__PROBLEM DESCRIPTION__
Each record below needs to be copied out exactly as it stands.

__INPUT DATA__
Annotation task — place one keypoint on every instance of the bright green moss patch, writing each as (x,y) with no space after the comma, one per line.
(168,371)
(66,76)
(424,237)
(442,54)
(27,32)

__RESPONSE BELOW__
Annotation task — place one keypoint on every instance of the bright green moss patch, writing each as (x,y) with no space after the comma, one per line.
(168,371)
(66,76)
(424,237)
(442,54)
(27,32)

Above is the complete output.